(Dataset items)

-=-=-=-=-

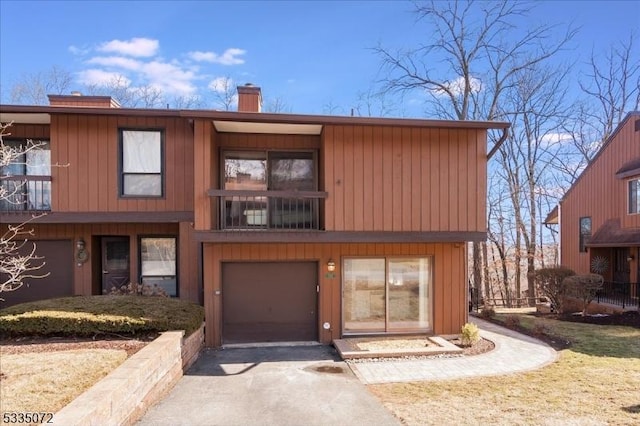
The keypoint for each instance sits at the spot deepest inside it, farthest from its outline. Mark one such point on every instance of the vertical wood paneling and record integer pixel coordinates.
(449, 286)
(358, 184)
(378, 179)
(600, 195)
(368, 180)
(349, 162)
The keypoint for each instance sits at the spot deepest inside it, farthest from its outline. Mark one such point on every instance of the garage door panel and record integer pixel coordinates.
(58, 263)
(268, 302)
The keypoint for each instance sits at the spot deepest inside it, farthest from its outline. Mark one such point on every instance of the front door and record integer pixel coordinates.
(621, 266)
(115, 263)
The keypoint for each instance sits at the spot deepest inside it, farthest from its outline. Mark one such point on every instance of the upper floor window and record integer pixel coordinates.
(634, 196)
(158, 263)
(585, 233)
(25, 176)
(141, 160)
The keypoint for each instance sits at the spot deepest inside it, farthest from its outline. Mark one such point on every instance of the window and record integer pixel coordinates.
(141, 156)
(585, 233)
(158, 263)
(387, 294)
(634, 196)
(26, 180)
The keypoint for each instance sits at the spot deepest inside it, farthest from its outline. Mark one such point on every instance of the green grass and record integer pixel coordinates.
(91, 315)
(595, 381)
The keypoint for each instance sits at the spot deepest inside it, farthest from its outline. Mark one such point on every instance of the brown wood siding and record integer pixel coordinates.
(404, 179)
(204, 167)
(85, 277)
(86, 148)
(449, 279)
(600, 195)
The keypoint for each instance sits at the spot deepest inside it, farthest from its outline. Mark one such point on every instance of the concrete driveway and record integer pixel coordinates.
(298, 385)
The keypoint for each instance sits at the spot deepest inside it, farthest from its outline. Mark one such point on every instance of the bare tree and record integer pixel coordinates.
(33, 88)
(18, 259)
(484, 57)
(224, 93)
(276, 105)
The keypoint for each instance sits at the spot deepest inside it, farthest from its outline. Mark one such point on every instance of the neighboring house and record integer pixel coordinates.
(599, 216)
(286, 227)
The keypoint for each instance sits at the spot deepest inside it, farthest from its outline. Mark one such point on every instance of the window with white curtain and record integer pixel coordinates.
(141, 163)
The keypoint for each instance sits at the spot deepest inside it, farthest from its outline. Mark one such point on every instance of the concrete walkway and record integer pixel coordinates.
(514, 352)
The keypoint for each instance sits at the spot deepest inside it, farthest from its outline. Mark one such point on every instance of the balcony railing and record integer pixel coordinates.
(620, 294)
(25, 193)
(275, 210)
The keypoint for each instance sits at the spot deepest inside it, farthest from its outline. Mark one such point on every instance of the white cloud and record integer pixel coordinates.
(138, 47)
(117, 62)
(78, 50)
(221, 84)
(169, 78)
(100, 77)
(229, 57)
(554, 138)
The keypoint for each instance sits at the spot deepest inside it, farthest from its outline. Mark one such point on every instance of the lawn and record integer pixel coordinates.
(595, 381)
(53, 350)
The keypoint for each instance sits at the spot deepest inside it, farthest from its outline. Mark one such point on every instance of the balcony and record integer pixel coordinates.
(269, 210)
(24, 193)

-=-=-=-=-

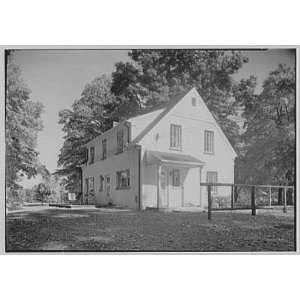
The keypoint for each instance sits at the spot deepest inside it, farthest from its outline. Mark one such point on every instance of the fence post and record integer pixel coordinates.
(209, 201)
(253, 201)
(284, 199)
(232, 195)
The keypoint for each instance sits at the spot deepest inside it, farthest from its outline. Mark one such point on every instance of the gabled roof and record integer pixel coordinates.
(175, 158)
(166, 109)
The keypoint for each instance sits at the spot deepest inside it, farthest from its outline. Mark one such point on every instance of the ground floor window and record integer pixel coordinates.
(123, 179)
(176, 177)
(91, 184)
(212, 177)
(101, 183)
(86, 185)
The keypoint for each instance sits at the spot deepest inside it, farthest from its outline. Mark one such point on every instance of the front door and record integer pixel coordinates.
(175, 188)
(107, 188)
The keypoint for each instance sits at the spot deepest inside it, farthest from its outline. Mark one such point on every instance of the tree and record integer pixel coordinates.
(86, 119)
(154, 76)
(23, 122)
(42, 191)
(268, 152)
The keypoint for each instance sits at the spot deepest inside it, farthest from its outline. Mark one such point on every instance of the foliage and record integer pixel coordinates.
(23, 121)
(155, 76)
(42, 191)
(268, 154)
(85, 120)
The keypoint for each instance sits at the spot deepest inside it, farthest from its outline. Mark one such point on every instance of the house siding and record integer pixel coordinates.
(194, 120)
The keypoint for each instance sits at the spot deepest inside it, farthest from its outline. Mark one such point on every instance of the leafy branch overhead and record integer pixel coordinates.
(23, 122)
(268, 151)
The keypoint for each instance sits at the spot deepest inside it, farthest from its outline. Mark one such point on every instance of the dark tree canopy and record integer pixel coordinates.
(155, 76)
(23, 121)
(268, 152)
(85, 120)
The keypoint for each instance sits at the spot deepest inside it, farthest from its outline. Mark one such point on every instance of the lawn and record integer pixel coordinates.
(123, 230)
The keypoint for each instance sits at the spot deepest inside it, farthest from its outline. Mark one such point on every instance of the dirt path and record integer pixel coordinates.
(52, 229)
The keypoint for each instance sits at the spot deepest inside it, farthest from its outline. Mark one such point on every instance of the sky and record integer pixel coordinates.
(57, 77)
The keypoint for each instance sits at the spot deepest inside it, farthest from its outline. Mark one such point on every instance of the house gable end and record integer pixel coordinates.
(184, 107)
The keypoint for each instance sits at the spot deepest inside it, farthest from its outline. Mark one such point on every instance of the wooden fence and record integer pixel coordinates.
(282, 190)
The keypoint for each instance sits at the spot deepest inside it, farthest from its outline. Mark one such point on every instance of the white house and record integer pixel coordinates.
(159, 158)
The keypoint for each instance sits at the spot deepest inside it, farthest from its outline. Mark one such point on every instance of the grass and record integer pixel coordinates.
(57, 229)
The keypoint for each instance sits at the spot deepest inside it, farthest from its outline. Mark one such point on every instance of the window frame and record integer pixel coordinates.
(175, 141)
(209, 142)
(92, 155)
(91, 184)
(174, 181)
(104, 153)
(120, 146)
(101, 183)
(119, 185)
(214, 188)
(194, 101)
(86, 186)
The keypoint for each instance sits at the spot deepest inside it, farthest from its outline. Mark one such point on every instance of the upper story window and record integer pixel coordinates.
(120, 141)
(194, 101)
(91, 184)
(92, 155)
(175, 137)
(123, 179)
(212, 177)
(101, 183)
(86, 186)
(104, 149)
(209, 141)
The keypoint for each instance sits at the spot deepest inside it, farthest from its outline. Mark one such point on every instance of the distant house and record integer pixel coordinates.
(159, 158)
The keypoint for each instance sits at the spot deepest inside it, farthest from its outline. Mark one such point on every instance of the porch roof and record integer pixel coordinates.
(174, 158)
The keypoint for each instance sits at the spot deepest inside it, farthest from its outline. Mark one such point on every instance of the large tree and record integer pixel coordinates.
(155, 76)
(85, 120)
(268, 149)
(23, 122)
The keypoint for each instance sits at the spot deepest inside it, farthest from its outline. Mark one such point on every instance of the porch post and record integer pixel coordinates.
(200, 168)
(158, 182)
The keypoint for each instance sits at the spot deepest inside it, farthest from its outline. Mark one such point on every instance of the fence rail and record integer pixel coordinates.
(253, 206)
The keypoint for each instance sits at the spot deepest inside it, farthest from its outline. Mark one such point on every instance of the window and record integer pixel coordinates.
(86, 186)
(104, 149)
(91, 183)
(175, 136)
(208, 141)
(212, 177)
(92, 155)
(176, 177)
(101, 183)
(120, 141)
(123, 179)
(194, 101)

-=-=-=-=-

EXERCISE DETAILS = How many lines in the listing above contain the word "vertical", with case counting? Give only the number.

REPLY = 1